___ TEXTE FOURNI ___

Une structuration juridique qui ne correspond pas à la réalité économique

À cet enjeu des flux financiers intra-groupe s’ajoute un autre effet déformant, que nous avions documenté dans le cadre de notre « véritable bilan du CAC40 » de 2019 : les filiales de TotalEnergies qui s’occupent d’exploration et de production ne sont pas forcément enregistrées dans les pays où cette production a lieu.

À l’époque (mais le constat vaut encore aujourd’hui), les filiales de TotalEnergies dédiées à la production étaient principalement localisées en Europe, notamment en France et aux Pays-Bas, et dans une moindre mesure au Royaume-Uni. La filiale qui s’occupe aujourd’hui du projet EACOP, cet oléoduc très contesté qui doit traverser l’Ouganda et la Tanzanie, a ainsi son siège social à Londres. On en trouvait aussi quelques-unes dans des paradis fiscaux comme les Bermudes ou les îles Vierges britanniques. Une répartition géographique très différente de celle des pays d’où provenaient réellement la production de pétrole et de gaz de TotalEnergies pour cette même année 2018, essentiellement en Afrique, en Russie et au Moyen-Orient, et secondairement en mer du Nord et aux États-Unis.

___ DONNÉES EXTRAITES ___

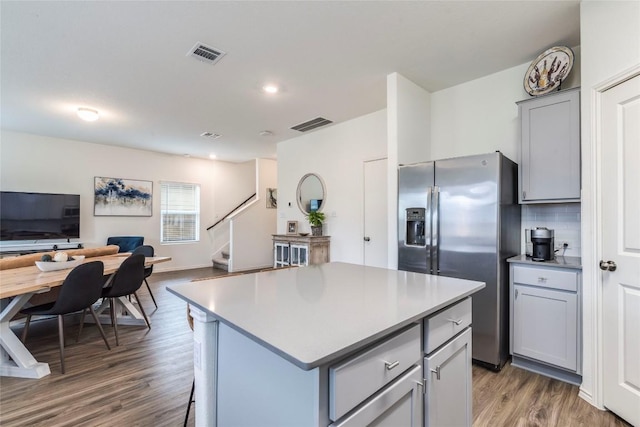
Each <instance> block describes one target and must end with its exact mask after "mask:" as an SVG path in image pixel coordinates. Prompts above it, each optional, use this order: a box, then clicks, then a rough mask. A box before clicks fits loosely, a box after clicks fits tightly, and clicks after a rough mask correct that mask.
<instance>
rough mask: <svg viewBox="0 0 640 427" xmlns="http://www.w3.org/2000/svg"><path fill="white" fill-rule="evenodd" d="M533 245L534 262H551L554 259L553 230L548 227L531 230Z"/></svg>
mask: <svg viewBox="0 0 640 427" xmlns="http://www.w3.org/2000/svg"><path fill="white" fill-rule="evenodd" d="M531 243H533V251H532V253H531V259H532V260H533V261H551V260H553V259H554V256H555V251H554V249H553V248H554V238H553V230H549V229H548V228H547V227H537V228H536V229H535V230H531Z"/></svg>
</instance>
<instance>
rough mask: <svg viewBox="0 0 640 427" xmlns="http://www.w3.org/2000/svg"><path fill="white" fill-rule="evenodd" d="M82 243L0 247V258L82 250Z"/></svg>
mask: <svg viewBox="0 0 640 427" xmlns="http://www.w3.org/2000/svg"><path fill="white" fill-rule="evenodd" d="M83 247H84V245H83V243H82V242H56V243H21V244H14V245H0V256H1V257H4V256H17V255H26V254H33V253H36V252H50V251H61V250H65V249H82V248H83Z"/></svg>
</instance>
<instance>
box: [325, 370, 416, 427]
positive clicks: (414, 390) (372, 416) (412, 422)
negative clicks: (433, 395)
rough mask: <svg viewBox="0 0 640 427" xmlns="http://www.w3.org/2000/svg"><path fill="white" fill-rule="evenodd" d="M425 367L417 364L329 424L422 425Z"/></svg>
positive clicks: (386, 425)
mask: <svg viewBox="0 0 640 427" xmlns="http://www.w3.org/2000/svg"><path fill="white" fill-rule="evenodd" d="M421 374H422V368H421V367H420V366H414V367H413V368H411V369H409V370H408V371H407V372H406V373H405V374H404V375H402V376H401V377H400V378H398V379H397V380H396V381H395V382H393V383H392V384H390V385H389V386H387V387H386V388H385V389H383V390H382V391H380V392H378V393H377V394H375V395H374V396H373V397H372V398H370V399H369V400H368V401H366V402H365V403H363V404H362V405H361V406H360V407H359V408H358V409H356V410H355V411H354V412H353V413H351V414H350V415H347V417H346V418H345V419H343V420H341V421H338V422H336V423H333V424H331V425H330V426H329V427H356V426H358V427H359V426H376V427H398V426H403V427H422V389H421V387H420V385H422V375H421Z"/></svg>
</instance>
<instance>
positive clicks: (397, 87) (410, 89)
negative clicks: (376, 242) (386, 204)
mask: <svg viewBox="0 0 640 427" xmlns="http://www.w3.org/2000/svg"><path fill="white" fill-rule="evenodd" d="M430 139H431V94H430V93H429V92H427V91H426V90H424V89H423V88H422V87H420V86H418V85H417V84H415V83H413V82H412V81H411V80H409V79H407V78H405V77H404V76H402V75H400V74H398V73H392V74H389V75H388V76H387V167H388V170H387V241H388V242H397V241H398V225H397V224H398V221H397V218H398V204H397V203H396V200H398V173H397V170H398V169H397V168H398V165H399V164H407V163H416V162H421V161H422V162H424V161H427V160H429V159H430V152H431V141H430ZM387 263H388V267H389V268H398V247H397V245H395V244H390V245H388V250H387Z"/></svg>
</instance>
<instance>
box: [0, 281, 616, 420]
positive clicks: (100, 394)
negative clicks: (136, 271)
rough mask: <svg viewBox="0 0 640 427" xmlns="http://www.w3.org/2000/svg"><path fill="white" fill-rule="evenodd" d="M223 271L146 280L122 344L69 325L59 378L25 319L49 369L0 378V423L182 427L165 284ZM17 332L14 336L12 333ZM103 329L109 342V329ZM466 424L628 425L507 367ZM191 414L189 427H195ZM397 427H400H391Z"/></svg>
mask: <svg viewBox="0 0 640 427" xmlns="http://www.w3.org/2000/svg"><path fill="white" fill-rule="evenodd" d="M214 274H218V275H220V274H224V272H221V271H220V270H213V269H211V268H204V269H197V270H189V271H183V272H171V273H154V274H153V275H152V276H151V277H150V280H149V283H150V285H151V287H152V289H153V293H154V295H155V297H156V300H157V302H158V306H159V308H158V309H157V310H155V311H154V310H152V308H154V307H153V303H152V302H151V298H150V297H149V296H148V293H147V291H146V287H144V286H143V287H142V289H141V290H140V292H139V294H140V297H141V299H142V303H143V304H144V307H145V308H146V309H147V312H148V314H150V316H151V321H152V328H151V330H150V331H149V330H148V329H146V328H144V327H138V326H121V327H120V328H119V329H118V331H119V335H120V346H119V347H112V350H111V351H107V349H106V348H105V346H104V343H103V341H102V339H101V337H100V334H99V333H98V331H97V329H96V328H95V326H93V325H90V324H88V325H85V328H84V330H83V332H82V336H81V337H80V342H79V343H78V344H76V343H75V334H76V331H77V327H76V326H75V325H73V324H72V322H71V321H69V322H68V324H69V326H68V327H67V348H66V358H65V361H66V368H67V373H66V374H65V375H62V374H61V373H60V362H59V356H58V341H57V329H56V328H57V324H56V322H55V320H54V321H40V322H33V324H32V326H31V328H30V332H29V339H28V341H27V347H28V348H29V349H30V351H32V352H33V354H34V355H35V357H36V358H37V359H38V360H41V361H44V362H47V363H49V365H50V367H51V375H49V376H47V377H45V378H42V379H40V380H29V379H18V378H0V425H2V426H3V427H10V426H47V427H57V426H74V427H75V426H92V427H93V426H154V427H155V426H181V425H182V423H183V420H184V415H185V411H186V404H187V400H188V398H189V390H190V387H191V382H192V379H193V373H192V372H193V371H192V341H191V339H192V332H191V330H190V329H189V326H188V325H187V321H186V304H185V303H184V302H183V301H182V300H180V299H179V298H177V297H175V296H174V295H172V294H170V293H169V292H168V291H167V290H166V289H165V287H166V286H167V285H169V284H172V283H179V282H184V281H185V280H190V279H195V278H201V277H208V276H212V275H214ZM15 330H16V331H17V332H18V333H19V332H20V331H21V327H20V326H16V327H15ZM105 331H106V333H107V337H108V338H109V340H110V342H111V343H112V345H115V341H114V338H113V330H112V329H111V328H110V327H106V328H105ZM473 375H474V385H473V396H474V408H473V412H474V426H475V427H480V426H481V427H485V426H486V427H489V426H490V427H497V426H558V427H569V426H594V427H596V426H597V427H601V426H602V427H605V426H625V427H626V426H628V424H626V423H624V422H623V421H621V420H619V419H618V418H616V417H615V416H614V415H612V414H611V413H609V412H603V411H599V410H597V409H596V408H594V407H592V406H590V405H589V404H588V403H586V402H584V401H583V400H582V399H580V398H579V397H578V389H577V387H575V386H571V385H568V384H565V383H562V382H559V381H555V380H551V379H548V378H546V377H542V376H539V375H536V374H532V373H530V372H527V371H524V370H521V369H518V368H513V367H511V366H510V365H508V366H507V367H505V369H503V370H502V371H501V372H500V373H497V374H496V373H494V372H490V371H487V370H485V369H483V368H479V367H475V366H474V369H473ZM193 413H194V411H193V409H192V411H191V414H192V415H191V417H190V420H189V425H190V426H193V425H195V422H194V417H193ZM398 427H400V426H398Z"/></svg>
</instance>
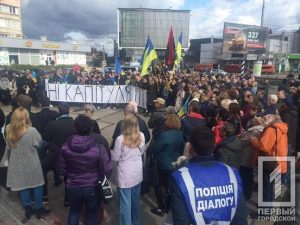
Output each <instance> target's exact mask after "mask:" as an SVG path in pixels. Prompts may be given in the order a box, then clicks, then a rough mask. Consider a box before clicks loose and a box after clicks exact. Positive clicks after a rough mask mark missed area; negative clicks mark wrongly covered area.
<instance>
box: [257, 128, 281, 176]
mask: <svg viewBox="0 0 300 225" xmlns="http://www.w3.org/2000/svg"><path fill="white" fill-rule="evenodd" d="M269 127H271V128H273V129H274V130H275V135H276V139H275V146H274V149H275V151H274V155H273V156H270V155H268V154H267V153H265V152H262V151H260V155H261V156H269V157H272V158H273V160H272V161H265V162H264V165H263V169H264V170H265V171H267V172H268V173H272V171H274V170H275V168H276V167H277V160H276V156H277V129H276V127H274V126H269Z"/></svg>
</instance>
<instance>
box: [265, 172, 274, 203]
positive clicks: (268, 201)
mask: <svg viewBox="0 0 300 225" xmlns="http://www.w3.org/2000/svg"><path fill="white" fill-rule="evenodd" d="M273 196H274V186H273V182H272V183H271V182H270V173H269V172H267V171H265V170H264V171H263V201H264V202H273Z"/></svg>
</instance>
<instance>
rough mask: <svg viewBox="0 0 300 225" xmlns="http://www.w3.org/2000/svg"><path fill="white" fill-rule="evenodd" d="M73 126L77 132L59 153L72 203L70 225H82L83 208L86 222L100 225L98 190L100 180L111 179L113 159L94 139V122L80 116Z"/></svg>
mask: <svg viewBox="0 0 300 225" xmlns="http://www.w3.org/2000/svg"><path fill="white" fill-rule="evenodd" d="M74 126H75V129H76V133H75V134H74V135H72V136H71V137H69V138H68V141H67V142H66V143H65V144H64V145H63V146H62V149H61V151H59V157H58V160H57V171H58V173H59V174H61V175H63V176H65V177H66V178H67V179H66V187H67V189H68V195H69V196H68V197H69V203H70V211H69V218H68V224H69V225H73V224H74V225H75V224H78V223H79V217H80V211H81V208H82V206H83V205H84V208H85V223H86V224H87V225H94V224H97V215H98V211H99V207H100V203H101V202H100V196H99V193H98V190H97V182H98V180H103V176H104V175H105V176H107V177H109V176H110V174H111V171H112V168H111V165H110V159H109V156H108V155H107V152H106V150H105V149H104V147H103V146H101V145H97V143H96V140H95V138H93V137H91V136H90V133H91V130H92V127H93V122H92V120H91V119H90V118H89V117H87V116H85V115H79V116H78V117H77V118H76V119H75V121H74Z"/></svg>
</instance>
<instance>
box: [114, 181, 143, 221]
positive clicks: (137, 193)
mask: <svg viewBox="0 0 300 225" xmlns="http://www.w3.org/2000/svg"><path fill="white" fill-rule="evenodd" d="M118 191H119V198H120V199H119V201H120V216H119V225H140V224H141V205H140V196H141V184H138V185H136V186H134V187H132V188H118Z"/></svg>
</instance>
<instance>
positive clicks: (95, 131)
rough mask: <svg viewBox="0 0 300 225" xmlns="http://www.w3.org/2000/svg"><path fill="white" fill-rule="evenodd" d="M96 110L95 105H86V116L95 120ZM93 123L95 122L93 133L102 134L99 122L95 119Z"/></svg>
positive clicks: (94, 122)
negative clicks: (94, 119)
mask: <svg viewBox="0 0 300 225" xmlns="http://www.w3.org/2000/svg"><path fill="white" fill-rule="evenodd" d="M95 110H96V108H95V106H94V105H93V104H86V105H84V114H85V115H86V116H88V117H89V118H91V119H92V118H93V115H94V112H95ZM92 121H93V128H92V133H95V134H101V132H100V128H99V125H98V123H97V121H96V120H93V119H92Z"/></svg>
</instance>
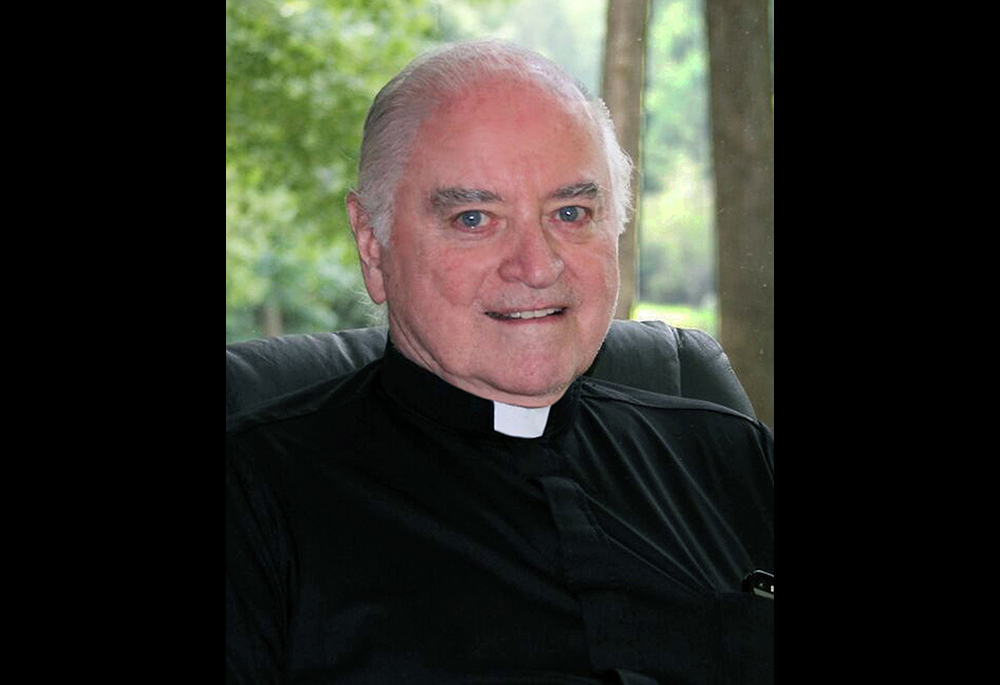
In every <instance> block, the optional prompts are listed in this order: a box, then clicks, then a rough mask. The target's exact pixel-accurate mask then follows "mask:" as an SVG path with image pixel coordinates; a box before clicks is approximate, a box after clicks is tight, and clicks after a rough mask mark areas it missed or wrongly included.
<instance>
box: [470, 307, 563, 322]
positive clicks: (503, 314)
mask: <svg viewBox="0 0 1000 685" xmlns="http://www.w3.org/2000/svg"><path fill="white" fill-rule="evenodd" d="M564 311H565V307H549V308H547V309H526V310H523V311H510V312H486V315H487V316H489V317H490V318H491V319H496V320H498V321H514V320H524V319H541V318H544V317H546V316H555V315H557V314H562V313H563V312H564Z"/></svg>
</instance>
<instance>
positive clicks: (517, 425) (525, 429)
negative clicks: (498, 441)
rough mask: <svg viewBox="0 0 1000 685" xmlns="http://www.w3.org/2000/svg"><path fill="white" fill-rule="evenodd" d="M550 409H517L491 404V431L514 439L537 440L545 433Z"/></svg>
mask: <svg viewBox="0 0 1000 685" xmlns="http://www.w3.org/2000/svg"><path fill="white" fill-rule="evenodd" d="M549 409H551V407H517V406H515V405H513V404H504V403H503V402H497V401H495V400H494V402H493V430H495V431H496V432H497V433H503V434H504V435H510V436H512V437H515V438H537V437H539V436H541V435H542V433H544V432H545V424H546V422H547V421H548V420H549Z"/></svg>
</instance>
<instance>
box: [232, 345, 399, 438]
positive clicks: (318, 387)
mask: <svg viewBox="0 0 1000 685" xmlns="http://www.w3.org/2000/svg"><path fill="white" fill-rule="evenodd" d="M379 365H380V360H377V361H374V362H372V363H370V364H368V365H367V366H365V367H364V368H362V369H360V370H358V371H355V372H352V373H349V374H346V375H343V376H339V377H337V378H331V379H328V380H324V381H321V382H319V383H316V384H315V385H312V386H309V387H307V388H304V389H302V390H298V391H295V392H291V393H289V394H287V395H282V396H281V397H278V398H276V399H274V400H273V401H271V402H269V403H268V404H266V405H264V406H263V407H260V408H258V409H254V410H252V411H250V412H245V413H241V414H235V415H233V416H227V417H226V440H227V442H228V441H230V440H231V439H238V438H239V437H240V436H243V435H246V434H248V433H253V432H256V431H260V430H267V429H277V428H279V427H281V426H283V425H286V424H292V425H301V424H302V423H308V422H310V421H313V420H317V419H318V420H325V417H327V416H329V415H331V414H332V415H337V414H338V411H339V410H342V409H344V408H346V407H349V406H350V405H352V404H356V403H358V402H360V401H363V399H364V397H365V396H366V391H367V390H368V389H369V388H370V387H371V384H372V382H373V380H374V378H375V376H376V375H377V372H378V368H379Z"/></svg>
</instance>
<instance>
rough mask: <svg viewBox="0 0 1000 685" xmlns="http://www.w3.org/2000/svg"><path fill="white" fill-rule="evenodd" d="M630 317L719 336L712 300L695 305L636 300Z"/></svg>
mask: <svg viewBox="0 0 1000 685" xmlns="http://www.w3.org/2000/svg"><path fill="white" fill-rule="evenodd" d="M632 318H633V319H635V320H636V321H663V322H664V323H668V324H670V325H671V326H676V327H677V328H697V329H698V330H699V331H705V332H706V333H708V334H709V335H711V336H712V337H713V338H716V339H718V337H719V316H718V308H717V307H716V305H715V302H714V301H707V302H705V303H704V304H702V305H700V306H697V307H692V306H688V305H678V304H659V303H656V302H637V303H636V305H635V311H634V313H633V315H632Z"/></svg>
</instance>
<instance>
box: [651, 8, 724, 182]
mask: <svg viewBox="0 0 1000 685" xmlns="http://www.w3.org/2000/svg"><path fill="white" fill-rule="evenodd" d="M650 22H651V23H650V26H649V49H648V50H649V51H648V53H647V57H646V59H647V74H648V78H647V84H646V92H645V101H644V109H645V114H646V121H645V131H646V133H645V138H644V140H643V145H644V147H643V154H644V159H643V170H644V172H645V173H644V181H643V183H644V189H645V190H648V191H650V192H654V193H655V192H658V191H661V190H662V189H663V188H664V184H665V183H666V182H667V179H669V178H671V177H672V176H673V175H674V171H675V168H676V166H677V165H678V164H684V163H685V162H688V163H693V164H694V165H695V166H696V167H697V168H696V172H697V173H700V174H704V176H705V178H706V179H708V178H710V176H709V174H710V168H709V164H710V161H711V160H710V157H711V153H710V147H709V146H710V141H711V130H710V122H709V107H708V51H707V50H708V49H707V45H706V39H705V30H704V0H654V2H653V11H652V15H651V17H650Z"/></svg>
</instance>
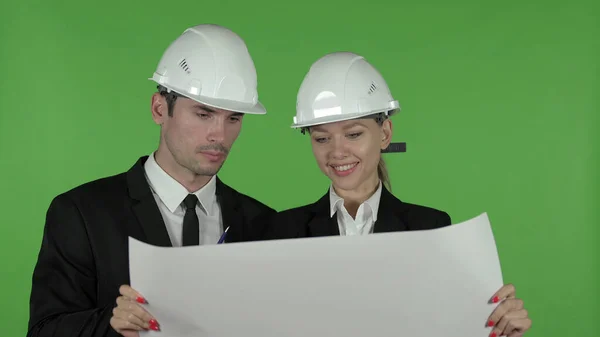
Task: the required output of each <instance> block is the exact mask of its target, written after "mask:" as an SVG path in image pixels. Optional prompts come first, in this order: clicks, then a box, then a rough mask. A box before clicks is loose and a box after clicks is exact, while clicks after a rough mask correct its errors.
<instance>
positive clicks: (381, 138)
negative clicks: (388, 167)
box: [380, 118, 393, 150]
mask: <svg viewBox="0 0 600 337" xmlns="http://www.w3.org/2000/svg"><path fill="white" fill-rule="evenodd" d="M392 134H393V132H392V121H390V120H389V118H388V119H386V120H385V121H383V124H382V125H381V145H380V146H381V149H382V150H383V149H386V148H387V147H388V146H389V145H390V143H391V142H392Z"/></svg>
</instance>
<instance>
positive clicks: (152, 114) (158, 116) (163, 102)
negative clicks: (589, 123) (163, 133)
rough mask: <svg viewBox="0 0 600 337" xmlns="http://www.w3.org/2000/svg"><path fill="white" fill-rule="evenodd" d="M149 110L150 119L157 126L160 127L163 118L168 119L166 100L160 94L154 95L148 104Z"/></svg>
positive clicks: (161, 123)
mask: <svg viewBox="0 0 600 337" xmlns="http://www.w3.org/2000/svg"><path fill="white" fill-rule="evenodd" d="M150 110H151V111H152V119H153V120H154V122H155V123H156V124H158V125H162V124H163V123H164V121H165V118H168V112H169V107H168V105H167V99H166V98H165V97H164V96H163V95H161V94H160V93H157V92H156V93H154V94H153V95H152V98H151V102H150Z"/></svg>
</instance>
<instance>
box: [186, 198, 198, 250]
mask: <svg viewBox="0 0 600 337" xmlns="http://www.w3.org/2000/svg"><path fill="white" fill-rule="evenodd" d="M197 203H198V197H196V195H195V194H188V196H187V197H185V199H184V200H183V204H184V205H185V208H186V210H185V216H184V217H183V239H182V242H183V245H184V246H198V245H199V244H200V224H199V223H198V215H197V214H196V204H197Z"/></svg>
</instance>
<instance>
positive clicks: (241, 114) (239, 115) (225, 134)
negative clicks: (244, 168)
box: [153, 94, 243, 176]
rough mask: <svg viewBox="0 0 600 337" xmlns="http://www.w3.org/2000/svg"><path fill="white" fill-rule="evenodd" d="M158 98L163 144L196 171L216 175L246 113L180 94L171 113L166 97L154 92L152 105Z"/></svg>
mask: <svg viewBox="0 0 600 337" xmlns="http://www.w3.org/2000/svg"><path fill="white" fill-rule="evenodd" d="M155 100H160V103H157V104H158V105H160V106H158V107H154V106H153V111H154V114H153V115H154V119H155V121H156V122H157V123H158V124H160V125H162V137H161V138H162V139H161V142H162V143H163V144H162V146H165V147H166V148H167V149H168V150H169V152H170V153H171V156H172V158H173V159H174V160H175V162H176V163H177V164H178V165H179V166H181V167H183V168H185V169H187V170H189V171H190V172H193V173H195V174H196V175H204V176H212V175H216V174H217V173H218V172H219V170H220V169H221V166H223V163H224V162H225V159H226V158H227V155H228V153H229V150H230V149H231V147H232V146H233V143H234V142H235V140H236V139H237V137H238V135H239V134H240V131H241V127H242V117H243V114H241V113H236V112H231V111H226V110H221V109H217V108H211V107H208V106H206V105H203V104H200V103H198V102H196V101H194V100H191V99H189V98H185V97H178V98H177V100H176V101H175V104H174V106H173V114H172V116H169V115H168V113H167V111H168V109H167V104H166V100H165V98H164V97H162V96H160V95H159V94H155V96H154V97H153V105H154V103H155ZM157 109H158V110H160V112H161V113H160V114H157V113H156V111H155V110H157Z"/></svg>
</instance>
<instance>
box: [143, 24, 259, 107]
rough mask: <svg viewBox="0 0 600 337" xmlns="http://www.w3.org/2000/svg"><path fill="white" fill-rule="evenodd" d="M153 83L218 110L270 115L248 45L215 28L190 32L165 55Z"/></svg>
mask: <svg viewBox="0 0 600 337" xmlns="http://www.w3.org/2000/svg"><path fill="white" fill-rule="evenodd" d="M150 80H152V81H154V82H156V83H158V84H159V85H161V86H163V87H165V88H167V90H169V91H171V90H172V91H174V92H176V93H178V94H180V95H183V96H185V97H188V98H190V99H193V100H195V101H197V102H200V103H202V104H205V105H207V106H211V107H214V108H219V109H225V110H230V111H235V112H241V113H248V114H266V113H267V111H266V109H265V107H264V106H263V105H262V104H261V103H260V102H259V100H258V90H257V75H256V68H255V66H254V62H253V60H252V57H251V56H250V53H249V52H248V49H247V47H246V44H245V43H244V41H243V40H242V39H241V38H240V37H239V36H238V35H237V34H236V33H234V32H232V31H231V30H229V29H227V28H224V27H221V26H218V25H213V24H203V25H198V26H194V27H191V28H188V29H186V30H185V31H184V32H183V33H182V34H181V35H180V36H179V37H178V38H177V39H176V40H175V41H173V42H172V43H171V44H170V45H169V47H168V48H167V50H166V51H165V52H164V54H163V56H162V58H161V60H160V62H159V63H158V67H157V69H156V71H155V72H154V75H153V76H152V77H151V78H150Z"/></svg>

___

▸ CONSIGNE: Recopiez intégralement le texte sur l'implantation des filiales de TotalEnergies. Les lignes ne sont d'aucune utilité ici.

▸ RÉPONSE ATTENDUE:
Une structuration juridique qui ne correspond pas à la réalité économique

À cet enjeu des flux financiers intra-groupe s’ajoute un autre effet déformant, que nous avions documenté dans le cadre de notre « véritable bilan du CAC40 » de 2019 : les filiales de TotalEnergies qui s’occupent d’exploration et de production ne sont pas forcément enregistrées dans les pays où cette production a lieu.

À l’époque (mais le constat vaut encore aujourd’hui), les filiales de TotalEnergies dédiées à la production étaient principalement localisées en Europe, notamment en France et aux Pays-Bas, et dans une moindre mesure au Royaume-Uni. La filiale qui s’occupe aujourd’hui du projet EACOP, cet oléoduc très contesté qui doit traverser l’Ouganda et la Tanzanie, a ainsi son siège social à Londres. On en trouvait aussi quelques-unes dans des paradis fiscaux comme les Bermudes ou les îles Vierges britanniques. Une répartition géographique très différente de celle des pays d’où provenaient réellement la production de pétrole et de gaz de TotalEnergies pour cette même année 2018, essentiellement en Afrique, en Russie et au Moyen-Orient, et secondairement en mer du Nord et aux États-Unis.